Written request ::
An exact reproduction of the records is required, with all images left out.
-- START OF Supplied information --
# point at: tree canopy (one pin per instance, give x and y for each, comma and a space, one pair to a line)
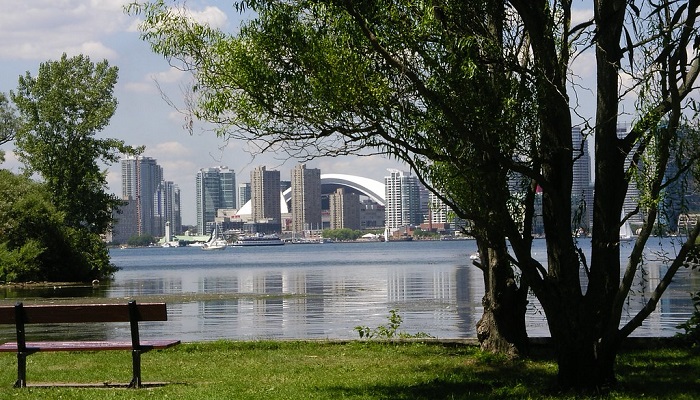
52, 229
479, 98
61, 110
8, 122
35, 242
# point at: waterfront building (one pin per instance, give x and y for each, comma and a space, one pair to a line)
306, 198
167, 208
243, 194
140, 179
265, 195
372, 214
403, 205
215, 190
344, 210
582, 184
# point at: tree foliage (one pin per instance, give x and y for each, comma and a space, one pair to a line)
35, 242
8, 122
479, 98
61, 110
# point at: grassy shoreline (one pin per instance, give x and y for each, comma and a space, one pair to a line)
349, 369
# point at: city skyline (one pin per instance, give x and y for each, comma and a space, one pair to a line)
43, 30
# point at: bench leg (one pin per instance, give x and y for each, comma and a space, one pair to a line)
21, 370
136, 366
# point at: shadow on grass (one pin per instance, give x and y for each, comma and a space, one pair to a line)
476, 380
663, 373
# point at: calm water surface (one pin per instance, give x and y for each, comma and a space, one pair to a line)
324, 291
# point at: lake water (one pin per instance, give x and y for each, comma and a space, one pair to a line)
324, 291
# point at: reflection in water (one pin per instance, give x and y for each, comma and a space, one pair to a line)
324, 291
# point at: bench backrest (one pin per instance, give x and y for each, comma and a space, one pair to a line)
77, 313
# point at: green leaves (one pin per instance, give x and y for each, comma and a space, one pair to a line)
35, 242
62, 108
-- END OF Supplied information --
Written answer ::
# point at: tree canopy (one pin per instance, give x and y for each, comma and a space, one pair to a line)
52, 229
479, 98
61, 110
8, 122
35, 242
# point at: waterfront building (one pin per instance, give x and y for each, comma and a space, one pair to a line)
306, 198
167, 208
243, 194
140, 179
265, 195
372, 214
403, 205
215, 190
344, 210
582, 184
# point at: tree foliage (one pin per instance, give x and y for each, comma and a space, one pair to a line)
35, 242
8, 122
479, 98
61, 110
# point at: grassy shoreline (one pin per instance, give x and y for each, comma and a space, one pair to a line)
349, 369
# point at: city skyline (one pin per instance, give x and y for each, comma and a space, one pair to a line)
43, 30
# point at: bench leg (one pin per instance, give x and y for each, comma and a space, one pair to a line)
21, 370
136, 366
# point at: shadow on grass (one pin per instance, give x and y for each, comma and a space, one pair to a line)
476, 380
663, 373
# point at: calm water surface (one pin per instance, give x and y for each, comma and a space, one pair to a line)
324, 291
# point at: lake water (one pin per instance, give x and y for each, comma and a space, one pair to a line)
324, 291
# point at: reflection in water (one pin per instance, give x and y for each, comma and a space, one pair to a line)
324, 291
# point at: bench backrest (one pin per instance, give x and y for each, comma and a space, one pair to a line)
77, 313
# point at: green leaves (one pin per instance, give x and y for each, comma and a space, one pair to a line)
35, 242
62, 108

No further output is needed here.